■ Instruções
**1)** Liste todos os partidos políticos que o texto sobre a Suécia e a OTAN menciona pelo nome.
**2)** Mostre todas as linhas das entradas que contêm a palavra "blue". Diferencie maiúsculas de minúsculas.

■ Trecho do documento
▼

Na Suécia, os partidos abertamente burgueses no parlamento têm defendido a adesão à OTAN, com a oposição dos social-democratas, do Partido de Esquerda e dos Verdes. É importante ressaltar que os racistas Democratas Suecos, no parlamento desde 2010, também se opuseram originalmente à OTAN (e à UE), argumentando uma linha mais isolacionista. Isso significava que a neutralidade militar formal tinha uma maioria sólida no parlamento, mesmo quando estava fortemente erodida. Ainda no congresso social-democrata em novembro do ano passado, o ministro da Defesa, Peter Hultqvist, declarou que: “não haverá pedido de adesão à OTAN enquanto tivermos um governo social-democrata. Enquanto eu for o Ministro da Defesa, definitivamente não participarei de tal processo. Isso eu posso garantir.”

Obviamente, após a invasão russa da Ucrânia, essa posição começou a mudar rapidamente. Com um ataque pró-OTAN nunca antes visto na mídia burguesa, a discussão na Suécia foi rapidamente enquadrada como quando, e não se, a Suécia deveria se juntar à OTAN. Os social-democratas estavam inicialmente relutantes, argumentando não que uma adesão à OTAN fosse inerentemente ruim em si, mas que agora não era hora de mudar a doutrina de defesa sueca e, portanto, eles já estavam em uma ladeira escorregadia. Assim que a Finlândia iniciou o processo da OTAN, os social-democratas suecos acharam por bem ficar calados e deixar os finlandeses liderarem o caminho. Em suma, com uma eleição iminente em setembro, os social-democratas suecos estavam ansiosos para que essa questão desaparecesse. Eles preferem se livrar dos últimos resquícios de “neutralidade” do que perder a eleição na questão da OTAN ou – pior – ter que lutar contra a questão com dissidentes remanescentes dentro de seu próprio partido e base eleitoral em um período eleitoral. Quando a guerra começou, os democratas suecos também rapidamente abandonaram sua oposição à adesão à OTAN, mostrando como sua suposta “oposição à OTAN” tinha pouco a ver com qualquer anti-imperialismo. Assim, o caminho ficou livre para um pedido de adesão.

▲

Um bloco de dados:
▼

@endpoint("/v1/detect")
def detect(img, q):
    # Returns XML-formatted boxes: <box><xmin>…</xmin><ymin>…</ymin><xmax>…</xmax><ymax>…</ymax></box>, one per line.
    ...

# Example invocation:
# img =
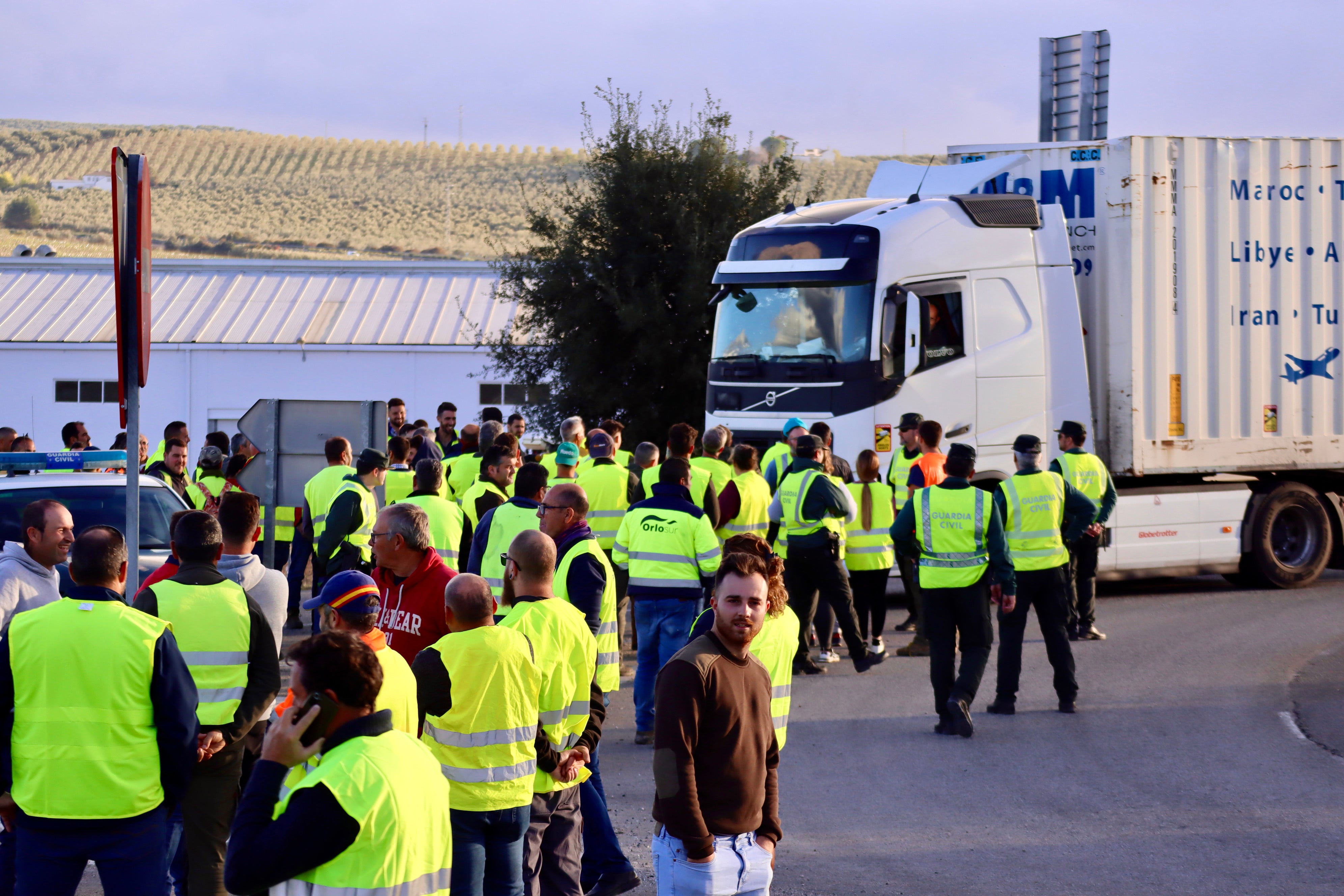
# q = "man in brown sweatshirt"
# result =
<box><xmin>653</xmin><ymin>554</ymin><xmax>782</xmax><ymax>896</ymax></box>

▲
▼

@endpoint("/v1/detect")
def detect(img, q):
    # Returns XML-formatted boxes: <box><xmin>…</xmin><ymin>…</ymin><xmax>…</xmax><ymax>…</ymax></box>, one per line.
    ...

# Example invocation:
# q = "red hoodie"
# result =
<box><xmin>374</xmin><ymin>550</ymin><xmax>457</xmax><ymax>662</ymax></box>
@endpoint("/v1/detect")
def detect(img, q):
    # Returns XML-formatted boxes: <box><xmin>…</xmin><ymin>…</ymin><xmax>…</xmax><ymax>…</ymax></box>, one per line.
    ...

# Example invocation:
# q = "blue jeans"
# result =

▲
▼

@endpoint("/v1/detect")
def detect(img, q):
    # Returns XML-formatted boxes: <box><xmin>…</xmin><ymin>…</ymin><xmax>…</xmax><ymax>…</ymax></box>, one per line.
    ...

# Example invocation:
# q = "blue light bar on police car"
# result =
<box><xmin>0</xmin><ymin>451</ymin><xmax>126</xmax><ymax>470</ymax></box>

▲

■ Respostas por tarefa
**1)** Social-democratas, Partido de Esquerda, Verdes e Democratas Suecos.

**2)**
# q = "blue jeans"
# q = "blue light bar on police car"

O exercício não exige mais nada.